• **WHAT THIS EXERCISE ASKS**:
a. List every username that appears in a post heading of the forum thread about spiders.
b. From the forum thread about spiders, reproduce word for word the part that begins with the words containing "## Empty (Sep" and ends with "(Mar 18, 2012)".
c. In the forum thread about spiders, where does DeductiveReasoner live?

# NTs and spiders



## Empty (Sep 28, 2011)

I love spiders. I think they're wonderful creatures (except for the ones that CAN kill you if you fuck with it, for obvious reasons). I always try to avoid killing them when I find them in my apartment. Apparently, the presence of spiders in your house is a sign that 2,000 fewer bugs per spider will be there every year. I don't know if this statistic is true or not but I feel a lot safer when a bunch of spiders in my room every night.

Anyone else?


----------



## nrcoggin (Mar 18, 2012)

I like spiders too and usually don't kill them either. I found a black widow the other day and picked it up (with gloves) for closer examination.


----------



## braided pain (Jul 6, 2012)

Too damn many legs. *shudder*


----------



## DeductiveReasoner (Feb 25, 2011)

Me too! They're so awesome. I live on a lake in a woodsy area, so I get a lot of spiders in my house. They keep the bug population down, so we coexist peacefully, haha.

As a kid, I used to pick up spiders and hold them to freak my friends out. And yeah, I'd let them outside as opposed to killing them. I'm like that with just about any insect or arachnid. Except the dangerous ones.


----------



## JoanCrawford (Sep 27, 2012)

• **SOURCE MATERIAL**:

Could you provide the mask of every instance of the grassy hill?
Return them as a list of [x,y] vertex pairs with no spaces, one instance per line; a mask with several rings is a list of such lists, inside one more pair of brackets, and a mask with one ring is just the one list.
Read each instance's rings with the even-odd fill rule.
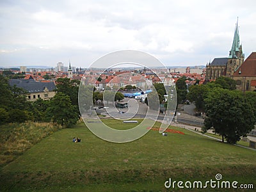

• **ANSWERS BELOW**:
a. Empty, nrcoggin, braided pain, DeductiveReasoner, JoanCrawford

b.
## Empty (Sep 28, 2011)

I love spiders. I think they're wonderful creatures (except for the ones that CAN kill you if you fuck with it, for obvious reasons). I always try to avoid killing them when I find them in my apartment. Apparently, the presence of spiders in your house is a sign that 2,000 fewer bugs per spider will be there every year. I don't know if this statistic is true or not but I feel a lot safer when a bunch of spiders in my room every night.

Anyone else?


----------



## nrcoggin (Mar 18, 2012)

c. On a lake in a woodsy area.